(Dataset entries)
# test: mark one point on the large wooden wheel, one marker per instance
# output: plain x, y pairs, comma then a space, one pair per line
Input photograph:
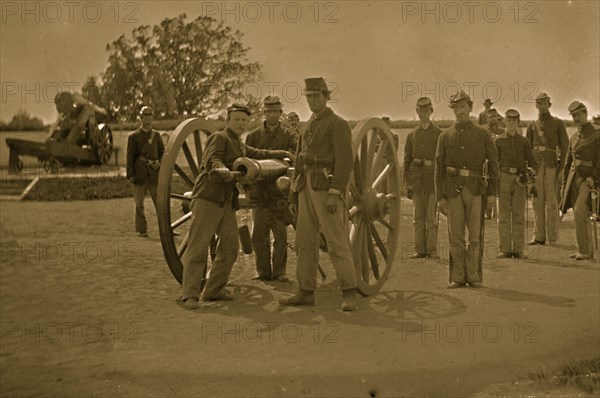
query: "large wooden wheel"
373, 202
179, 167
372, 198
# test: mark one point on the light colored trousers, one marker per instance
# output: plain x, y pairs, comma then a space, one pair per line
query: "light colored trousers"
139, 195
511, 214
209, 218
545, 206
464, 210
312, 217
265, 222
581, 213
424, 222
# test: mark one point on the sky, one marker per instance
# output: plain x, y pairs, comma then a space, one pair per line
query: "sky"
378, 57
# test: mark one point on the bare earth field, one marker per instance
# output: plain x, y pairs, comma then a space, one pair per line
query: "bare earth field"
88, 309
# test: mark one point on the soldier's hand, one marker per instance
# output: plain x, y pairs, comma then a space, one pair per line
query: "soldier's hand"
293, 208
332, 202
590, 182
221, 173
443, 206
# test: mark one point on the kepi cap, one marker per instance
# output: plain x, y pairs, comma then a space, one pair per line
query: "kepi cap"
576, 106
424, 101
513, 113
272, 103
542, 97
315, 85
239, 108
146, 111
459, 96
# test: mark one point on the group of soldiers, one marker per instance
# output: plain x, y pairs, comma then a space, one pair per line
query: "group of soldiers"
459, 172
464, 170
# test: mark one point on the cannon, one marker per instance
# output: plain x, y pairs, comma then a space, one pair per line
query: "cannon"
372, 197
76, 137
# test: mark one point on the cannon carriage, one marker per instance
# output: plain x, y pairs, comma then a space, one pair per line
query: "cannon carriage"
372, 198
79, 137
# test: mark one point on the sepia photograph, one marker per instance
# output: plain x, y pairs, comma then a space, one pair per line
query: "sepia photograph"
303, 198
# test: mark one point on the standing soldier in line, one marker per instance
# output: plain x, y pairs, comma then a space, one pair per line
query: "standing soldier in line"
548, 138
271, 135
482, 119
461, 187
419, 158
144, 152
514, 156
493, 126
214, 203
581, 174
323, 166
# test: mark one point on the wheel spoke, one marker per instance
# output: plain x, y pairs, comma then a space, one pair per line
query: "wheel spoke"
181, 220
190, 158
183, 175
379, 242
198, 145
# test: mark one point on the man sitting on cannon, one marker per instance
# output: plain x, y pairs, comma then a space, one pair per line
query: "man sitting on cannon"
214, 202
77, 116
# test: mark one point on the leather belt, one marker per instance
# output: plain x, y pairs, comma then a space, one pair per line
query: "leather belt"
579, 162
543, 148
510, 170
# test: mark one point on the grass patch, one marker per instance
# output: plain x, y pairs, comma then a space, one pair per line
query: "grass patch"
84, 188
583, 374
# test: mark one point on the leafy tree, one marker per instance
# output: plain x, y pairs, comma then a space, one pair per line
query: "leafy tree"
177, 67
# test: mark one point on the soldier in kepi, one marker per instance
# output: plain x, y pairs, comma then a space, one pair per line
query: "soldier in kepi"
548, 138
323, 166
493, 126
514, 157
581, 175
214, 202
462, 188
419, 159
271, 135
144, 152
482, 119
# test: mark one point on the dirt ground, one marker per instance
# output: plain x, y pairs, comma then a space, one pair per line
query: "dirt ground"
89, 309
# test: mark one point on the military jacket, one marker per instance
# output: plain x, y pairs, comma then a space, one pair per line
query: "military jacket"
465, 147
546, 135
141, 147
324, 148
419, 158
222, 149
514, 151
583, 161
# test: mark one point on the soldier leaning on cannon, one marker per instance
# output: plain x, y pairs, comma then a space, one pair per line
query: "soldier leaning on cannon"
419, 159
548, 137
270, 135
323, 166
462, 187
581, 174
514, 157
144, 151
214, 202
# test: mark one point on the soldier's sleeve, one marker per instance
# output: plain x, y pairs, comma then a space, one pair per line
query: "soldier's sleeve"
130, 154
491, 154
341, 137
568, 162
531, 162
563, 139
440, 160
215, 151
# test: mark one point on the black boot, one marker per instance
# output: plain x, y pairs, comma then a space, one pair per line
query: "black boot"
303, 297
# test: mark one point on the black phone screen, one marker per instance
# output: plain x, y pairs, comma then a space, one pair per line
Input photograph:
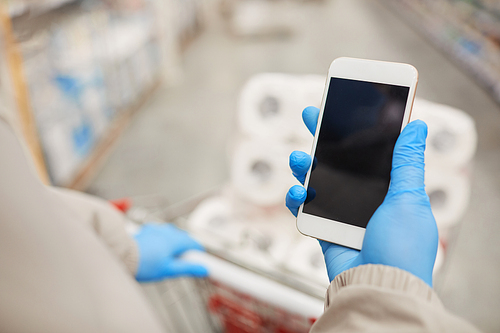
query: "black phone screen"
351, 175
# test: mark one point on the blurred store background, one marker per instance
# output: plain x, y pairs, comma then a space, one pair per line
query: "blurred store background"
189, 109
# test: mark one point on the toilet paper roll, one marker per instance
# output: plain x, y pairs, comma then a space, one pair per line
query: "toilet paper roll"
213, 220
440, 257
306, 259
270, 106
449, 194
260, 173
452, 135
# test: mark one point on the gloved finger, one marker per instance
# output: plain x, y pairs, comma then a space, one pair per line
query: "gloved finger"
310, 117
311, 194
408, 159
300, 163
184, 243
338, 258
183, 268
294, 198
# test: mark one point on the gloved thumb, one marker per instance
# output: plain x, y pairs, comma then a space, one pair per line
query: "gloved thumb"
408, 159
184, 268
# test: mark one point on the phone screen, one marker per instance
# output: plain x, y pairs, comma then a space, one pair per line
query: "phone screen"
353, 159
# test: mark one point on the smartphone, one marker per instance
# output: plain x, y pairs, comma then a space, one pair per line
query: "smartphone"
365, 106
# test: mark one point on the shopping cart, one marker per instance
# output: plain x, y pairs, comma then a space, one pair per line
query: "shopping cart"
238, 297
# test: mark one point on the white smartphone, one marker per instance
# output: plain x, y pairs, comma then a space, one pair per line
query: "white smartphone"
365, 106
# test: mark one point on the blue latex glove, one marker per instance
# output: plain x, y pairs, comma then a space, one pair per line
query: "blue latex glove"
402, 232
160, 246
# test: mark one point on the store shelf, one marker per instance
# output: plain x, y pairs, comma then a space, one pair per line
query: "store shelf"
468, 31
86, 67
91, 165
16, 8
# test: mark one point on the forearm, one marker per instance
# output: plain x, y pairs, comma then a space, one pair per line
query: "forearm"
105, 221
379, 298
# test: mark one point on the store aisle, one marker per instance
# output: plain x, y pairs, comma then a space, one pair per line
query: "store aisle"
176, 145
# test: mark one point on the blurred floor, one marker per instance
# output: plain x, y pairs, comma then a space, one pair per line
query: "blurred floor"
176, 145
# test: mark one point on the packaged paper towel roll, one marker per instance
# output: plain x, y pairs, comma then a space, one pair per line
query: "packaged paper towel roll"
452, 136
214, 218
270, 106
449, 194
260, 173
306, 259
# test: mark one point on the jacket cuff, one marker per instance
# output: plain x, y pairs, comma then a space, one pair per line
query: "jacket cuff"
381, 277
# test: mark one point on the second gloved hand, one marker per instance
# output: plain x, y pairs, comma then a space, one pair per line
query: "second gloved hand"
160, 246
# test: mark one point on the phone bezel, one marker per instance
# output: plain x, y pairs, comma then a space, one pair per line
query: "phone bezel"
362, 70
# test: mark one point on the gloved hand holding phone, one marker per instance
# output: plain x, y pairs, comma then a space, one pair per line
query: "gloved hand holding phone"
402, 232
160, 246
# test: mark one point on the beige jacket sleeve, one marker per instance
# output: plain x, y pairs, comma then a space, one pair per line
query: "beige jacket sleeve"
105, 221
56, 275
377, 298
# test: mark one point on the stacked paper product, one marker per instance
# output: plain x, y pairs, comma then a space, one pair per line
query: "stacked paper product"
450, 149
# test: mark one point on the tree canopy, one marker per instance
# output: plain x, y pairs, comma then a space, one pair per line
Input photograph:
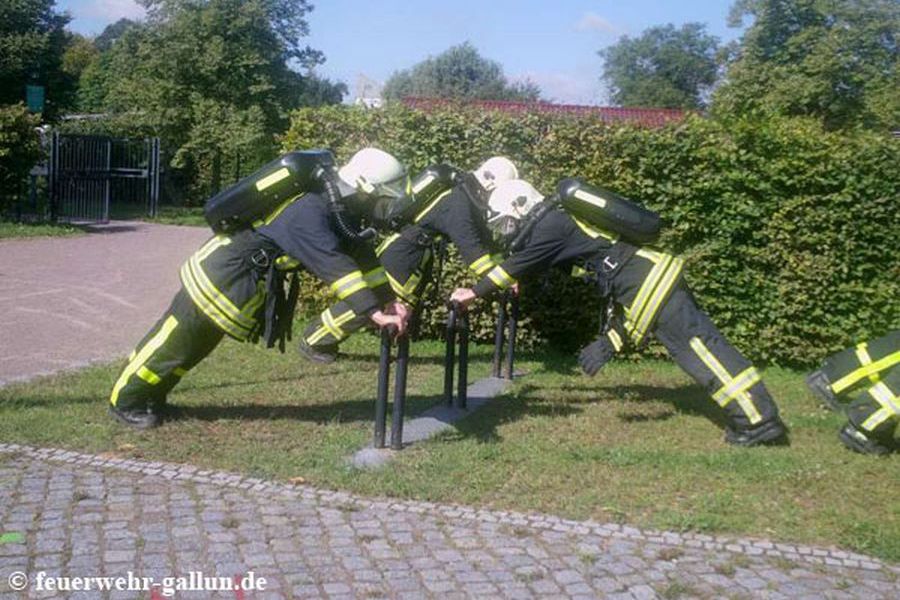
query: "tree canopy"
213, 78
32, 41
834, 60
663, 67
459, 72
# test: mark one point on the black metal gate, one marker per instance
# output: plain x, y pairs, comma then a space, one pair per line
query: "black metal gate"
90, 173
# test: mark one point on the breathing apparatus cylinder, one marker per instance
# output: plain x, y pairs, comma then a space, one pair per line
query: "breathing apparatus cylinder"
607, 210
257, 195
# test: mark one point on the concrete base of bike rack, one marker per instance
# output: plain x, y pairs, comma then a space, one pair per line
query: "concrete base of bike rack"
432, 422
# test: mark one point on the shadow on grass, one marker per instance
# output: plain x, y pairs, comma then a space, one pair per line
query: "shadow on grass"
527, 402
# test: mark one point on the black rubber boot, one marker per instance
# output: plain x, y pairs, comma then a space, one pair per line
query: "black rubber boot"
858, 441
772, 431
140, 418
818, 383
318, 354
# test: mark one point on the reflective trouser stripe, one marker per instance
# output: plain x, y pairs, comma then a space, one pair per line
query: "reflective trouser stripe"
868, 369
733, 388
331, 325
406, 291
482, 264
652, 293
387, 242
348, 285
136, 364
500, 277
375, 277
209, 308
434, 203
889, 406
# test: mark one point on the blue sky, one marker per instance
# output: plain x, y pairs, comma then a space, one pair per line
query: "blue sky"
553, 43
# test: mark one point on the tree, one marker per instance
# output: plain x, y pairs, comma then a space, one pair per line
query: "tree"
459, 72
663, 67
32, 41
834, 60
212, 78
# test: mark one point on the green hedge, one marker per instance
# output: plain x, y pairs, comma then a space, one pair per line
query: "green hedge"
790, 232
20, 150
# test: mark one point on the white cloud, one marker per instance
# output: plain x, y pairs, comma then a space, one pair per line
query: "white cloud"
593, 22
565, 87
107, 10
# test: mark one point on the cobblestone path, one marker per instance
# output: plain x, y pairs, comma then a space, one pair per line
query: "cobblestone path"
74, 515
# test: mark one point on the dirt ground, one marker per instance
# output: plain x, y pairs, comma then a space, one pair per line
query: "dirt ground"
69, 301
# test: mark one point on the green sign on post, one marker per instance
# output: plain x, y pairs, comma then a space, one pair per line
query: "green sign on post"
34, 97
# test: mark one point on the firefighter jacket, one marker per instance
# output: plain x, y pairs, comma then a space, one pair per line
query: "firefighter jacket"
227, 277
405, 255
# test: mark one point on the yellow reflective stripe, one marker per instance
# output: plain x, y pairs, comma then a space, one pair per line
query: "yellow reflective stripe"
867, 370
407, 290
743, 382
317, 335
272, 178
632, 314
433, 203
332, 327
615, 338
656, 300
208, 308
348, 284
217, 297
500, 277
387, 242
578, 271
274, 214
286, 263
593, 232
141, 357
741, 395
482, 264
148, 376
375, 277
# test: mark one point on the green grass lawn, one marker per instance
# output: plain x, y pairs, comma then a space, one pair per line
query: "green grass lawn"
10, 230
637, 444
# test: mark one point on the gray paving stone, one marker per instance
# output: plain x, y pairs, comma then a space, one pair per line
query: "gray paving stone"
314, 544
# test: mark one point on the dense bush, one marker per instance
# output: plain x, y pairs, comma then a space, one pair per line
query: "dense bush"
20, 149
790, 232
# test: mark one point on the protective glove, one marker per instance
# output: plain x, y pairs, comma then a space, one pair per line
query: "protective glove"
595, 355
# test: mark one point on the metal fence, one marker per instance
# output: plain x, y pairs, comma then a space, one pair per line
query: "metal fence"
90, 177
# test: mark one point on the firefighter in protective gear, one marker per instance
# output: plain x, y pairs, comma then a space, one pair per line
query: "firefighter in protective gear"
407, 256
649, 291
495, 170
868, 377
234, 285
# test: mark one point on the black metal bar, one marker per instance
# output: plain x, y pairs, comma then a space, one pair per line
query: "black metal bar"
449, 358
384, 373
498, 334
463, 383
513, 327
399, 392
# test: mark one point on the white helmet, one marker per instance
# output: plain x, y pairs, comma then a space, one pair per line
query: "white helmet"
510, 202
374, 172
494, 171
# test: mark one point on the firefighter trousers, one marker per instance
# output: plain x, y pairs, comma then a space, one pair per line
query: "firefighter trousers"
179, 340
655, 298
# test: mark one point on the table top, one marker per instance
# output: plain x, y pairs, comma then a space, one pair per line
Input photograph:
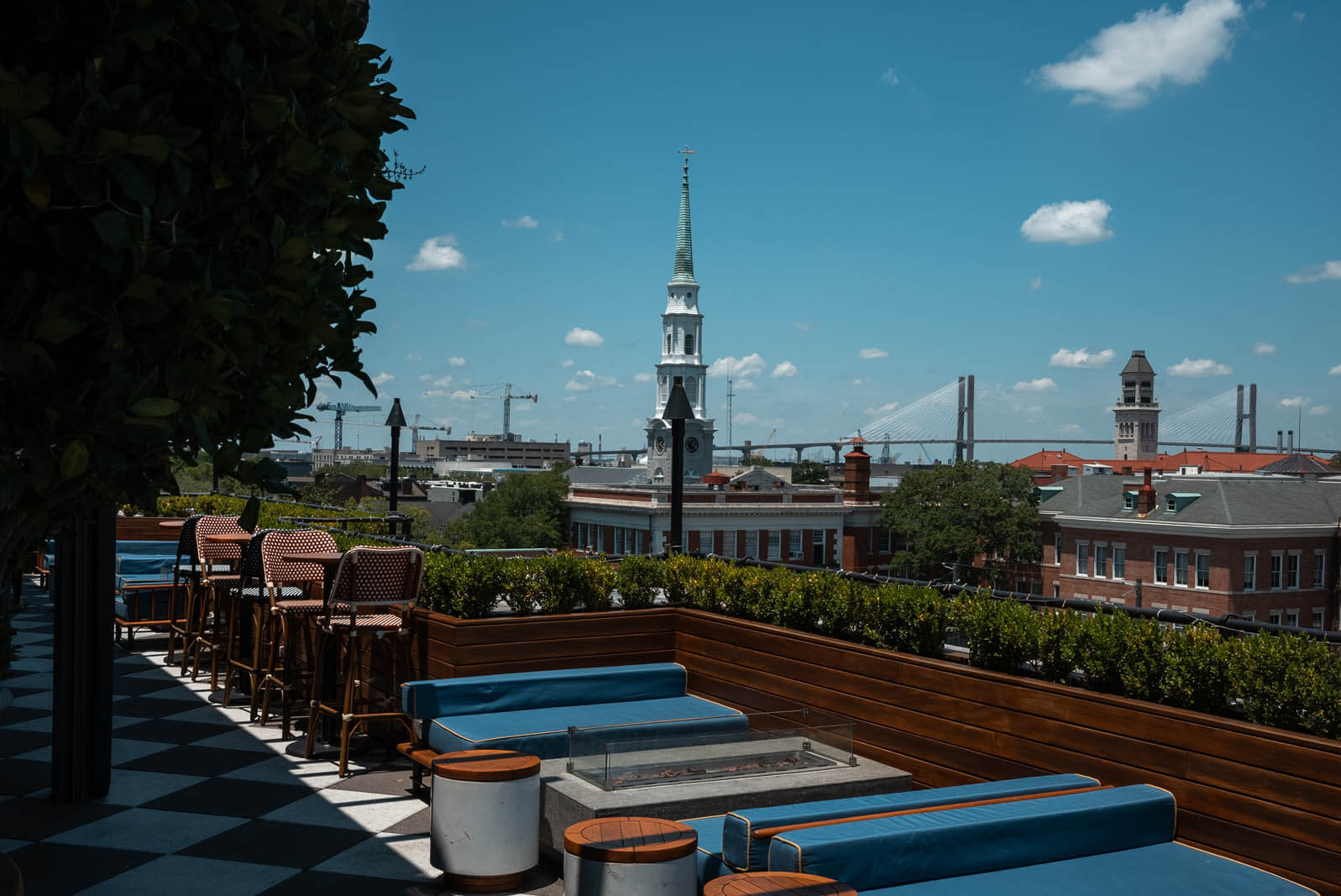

What is expected:
Give again, word for word, every line from the top of the data through the line with "# test: mark one point on the bare", both ends included, and exclude the pictures.

Final answer:
# test: mark one point on the large wooden wheel, one marker per instance
# output: plain x, y pairs, comma then a space, one pair per line
Input photograph:
query: "large wooden wheel"
373, 202
179, 167
372, 198
# test: mark one point on the light colored trousers, one marker per instance
# output: plain x, y pairs, comma then a space, one pair per line
query: "light colored trousers"
139, 195
511, 214
209, 218
545, 206
464, 210
312, 217
265, 222
581, 213
424, 222
# test: mark one point on the sky, one marker per instance
# output: plain x, y pairs, comma then a space, one pair per line
query: "sky"
378, 57
# test: mark one point on the bare earth field, one marker per instance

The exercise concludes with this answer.